====== TEXTO DE LEITURA ======

Por Filipe Oliveira
O anúncio do encerramento das atividades do Sistema de Trens do Subúrbio feito pelo Governo do Estado na manhã de ontem (26) já tem gerado preocupação para os usuários do sistema ferroviário. Sem o funcionamento dos trens – que vai parar de circular no dia 15 de fevereiro para que sejam iniciadas as obras do Veículo Leve de Transporte (VLT) ou monotrilho – a população da região deverá utilizar os ônibus urbanos, e ao invés dos R$0,50 gastos com a tarifa cobrada no modal, vai ser preciso desembolsar o valor de R$4,20 para a passagem.
Para o secretário estadual de desenvolvimento urbano, Nelson Pelegrino, que conversou com a equipe de reportagem do jornal Tribuna da Bahia, a tarifa paga pelos usuários do trem ao utilizarem os ônibus a partir de fevereiro não deve ser encarado como um problema. “Essa tarifa [do trem] de R$0,50 é desde 2020 porque é um transporte precário, que não leva ao destino do usuário. Fizemos uma pesquisa e concluímos que a população que pega o trem do Subúrbio é sazonal. São estudantes, idosos e tem uma parcela pequena que trabalha nas regiões da Calçada e Feira de São Joaquim. Para se deslocar para qualquer outro lugar é inevitável gastar mais com o transporte”,declara.
Pelegrino comentou ainda que o Governo do Estado gasta cerca de R$100 milhões por ano com subsídios para o transporte público. Segundo ele, a tarifa do metrô, que iniciou sua operação comercial em 2016, só é mais barata por causa desses subsídios que permitem a integração com o transporte por ônibus na capital. “Se você pegar um ônibus em Ilha de São João e ir até Pirajá vai pagar R$4,20, pegando também o metrô e outro ônibus. Se não fosse o subsídio, o passageiro pagaria R$8, porque R$3,80 o governo está pagando”, enfatiza. Ao comentar novamente sobre a situação do trem, o secretário indagou: “como eu vou saber quem é que pode pagar R$0,50 e quem pode pagar R$4,20?”.

====== TRECHOS DOS REGISTROS ======

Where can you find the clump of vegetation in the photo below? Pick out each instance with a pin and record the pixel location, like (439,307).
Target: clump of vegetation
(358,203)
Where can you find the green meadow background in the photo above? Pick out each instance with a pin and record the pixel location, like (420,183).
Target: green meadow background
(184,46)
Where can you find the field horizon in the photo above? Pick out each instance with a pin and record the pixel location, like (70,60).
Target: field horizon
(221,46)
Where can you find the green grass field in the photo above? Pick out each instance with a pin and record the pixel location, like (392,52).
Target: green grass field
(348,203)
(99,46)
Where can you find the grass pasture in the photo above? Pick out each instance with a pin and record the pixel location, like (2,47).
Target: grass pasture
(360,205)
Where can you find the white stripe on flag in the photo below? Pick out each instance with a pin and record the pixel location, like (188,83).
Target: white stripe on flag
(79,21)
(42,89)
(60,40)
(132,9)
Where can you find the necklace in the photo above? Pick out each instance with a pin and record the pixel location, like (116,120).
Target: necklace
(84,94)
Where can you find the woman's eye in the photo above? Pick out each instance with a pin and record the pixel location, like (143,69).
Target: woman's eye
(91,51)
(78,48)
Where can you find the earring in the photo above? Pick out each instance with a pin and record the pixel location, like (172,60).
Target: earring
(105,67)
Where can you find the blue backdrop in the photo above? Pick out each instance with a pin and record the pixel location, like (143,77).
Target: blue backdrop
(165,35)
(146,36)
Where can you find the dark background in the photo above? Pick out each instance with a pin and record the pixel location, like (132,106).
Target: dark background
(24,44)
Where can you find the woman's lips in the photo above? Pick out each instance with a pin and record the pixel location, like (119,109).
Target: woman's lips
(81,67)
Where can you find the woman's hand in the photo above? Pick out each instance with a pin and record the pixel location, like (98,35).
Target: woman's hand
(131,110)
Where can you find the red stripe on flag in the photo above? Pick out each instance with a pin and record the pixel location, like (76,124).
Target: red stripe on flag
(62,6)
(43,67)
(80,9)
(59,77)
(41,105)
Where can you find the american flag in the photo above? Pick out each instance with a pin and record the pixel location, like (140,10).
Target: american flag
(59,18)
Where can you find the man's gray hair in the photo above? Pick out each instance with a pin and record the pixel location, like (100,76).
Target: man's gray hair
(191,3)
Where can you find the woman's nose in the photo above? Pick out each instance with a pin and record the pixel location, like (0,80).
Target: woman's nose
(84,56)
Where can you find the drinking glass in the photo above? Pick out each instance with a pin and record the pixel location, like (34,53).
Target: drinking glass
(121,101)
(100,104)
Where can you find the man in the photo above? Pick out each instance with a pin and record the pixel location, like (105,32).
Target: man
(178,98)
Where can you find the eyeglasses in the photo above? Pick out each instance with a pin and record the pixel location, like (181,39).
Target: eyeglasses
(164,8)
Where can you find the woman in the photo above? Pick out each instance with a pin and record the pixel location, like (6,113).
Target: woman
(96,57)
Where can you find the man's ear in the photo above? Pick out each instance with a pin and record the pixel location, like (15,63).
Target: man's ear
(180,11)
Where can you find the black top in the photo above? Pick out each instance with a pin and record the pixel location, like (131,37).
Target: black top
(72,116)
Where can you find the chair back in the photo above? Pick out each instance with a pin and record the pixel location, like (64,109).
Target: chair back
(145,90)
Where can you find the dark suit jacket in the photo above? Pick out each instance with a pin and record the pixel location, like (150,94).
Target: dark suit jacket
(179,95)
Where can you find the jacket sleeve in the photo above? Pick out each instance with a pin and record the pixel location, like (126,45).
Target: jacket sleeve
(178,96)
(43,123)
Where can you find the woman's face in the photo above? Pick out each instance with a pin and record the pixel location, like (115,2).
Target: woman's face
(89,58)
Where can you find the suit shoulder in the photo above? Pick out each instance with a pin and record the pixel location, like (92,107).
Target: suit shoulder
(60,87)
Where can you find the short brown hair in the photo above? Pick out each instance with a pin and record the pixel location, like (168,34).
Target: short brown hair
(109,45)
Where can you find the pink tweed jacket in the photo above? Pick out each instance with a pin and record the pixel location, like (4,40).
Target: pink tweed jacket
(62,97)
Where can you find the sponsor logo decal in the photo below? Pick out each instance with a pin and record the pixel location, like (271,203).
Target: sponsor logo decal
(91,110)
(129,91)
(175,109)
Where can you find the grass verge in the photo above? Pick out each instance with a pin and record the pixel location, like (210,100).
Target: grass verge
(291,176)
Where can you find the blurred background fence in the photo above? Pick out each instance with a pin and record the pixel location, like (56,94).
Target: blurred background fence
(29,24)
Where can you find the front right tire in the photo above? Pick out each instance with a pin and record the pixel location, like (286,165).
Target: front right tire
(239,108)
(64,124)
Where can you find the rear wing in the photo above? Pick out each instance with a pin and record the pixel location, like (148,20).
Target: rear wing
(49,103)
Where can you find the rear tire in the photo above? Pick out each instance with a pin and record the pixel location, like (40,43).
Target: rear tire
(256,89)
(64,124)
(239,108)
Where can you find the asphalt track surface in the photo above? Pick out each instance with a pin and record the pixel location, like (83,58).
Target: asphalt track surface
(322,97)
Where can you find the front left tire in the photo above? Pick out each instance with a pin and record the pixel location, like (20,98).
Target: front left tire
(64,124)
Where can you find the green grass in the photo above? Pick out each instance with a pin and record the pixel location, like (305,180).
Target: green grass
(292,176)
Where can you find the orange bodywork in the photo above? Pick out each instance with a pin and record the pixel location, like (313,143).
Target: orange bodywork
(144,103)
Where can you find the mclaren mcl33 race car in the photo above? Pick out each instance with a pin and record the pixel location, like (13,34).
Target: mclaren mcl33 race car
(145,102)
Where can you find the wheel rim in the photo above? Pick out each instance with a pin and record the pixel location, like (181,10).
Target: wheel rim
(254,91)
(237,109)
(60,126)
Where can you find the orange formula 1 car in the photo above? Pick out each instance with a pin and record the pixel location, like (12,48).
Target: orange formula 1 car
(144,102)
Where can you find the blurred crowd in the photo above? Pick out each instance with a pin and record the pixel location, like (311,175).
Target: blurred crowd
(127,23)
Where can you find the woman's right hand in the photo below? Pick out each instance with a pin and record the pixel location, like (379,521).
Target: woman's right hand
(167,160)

======

Reproduza, sem mudar nada, o trecho do texto sobre o fim dos trens do Subúrbio que vai de "Por Filipe Oliveira" até "para a passagem.", incluindo essas palavras. O material acima não tem nenhuma relação com o texto.

Por Filipe Oliveira
O anúncio do encerramento das atividades do Sistema de Trens do Subúrbio feito pelo Governo do Estado na manhã de ontem (26) já tem gerado preocupação para os usuários do sistema ferroviário. Sem o funcionamento dos trens – que vai parar de circular no dia 15 de fevereiro para que sejam iniciadas as obras do Veículo Leve de Transporte (VLT) ou monotrilho – a população da região deverá utilizar os ônibus urbanos, e ao invés dos R$0,50 gastos com a tarifa cobrada no modal, vai ser preciso desembolsar o valor de R$4,20 para a passagem.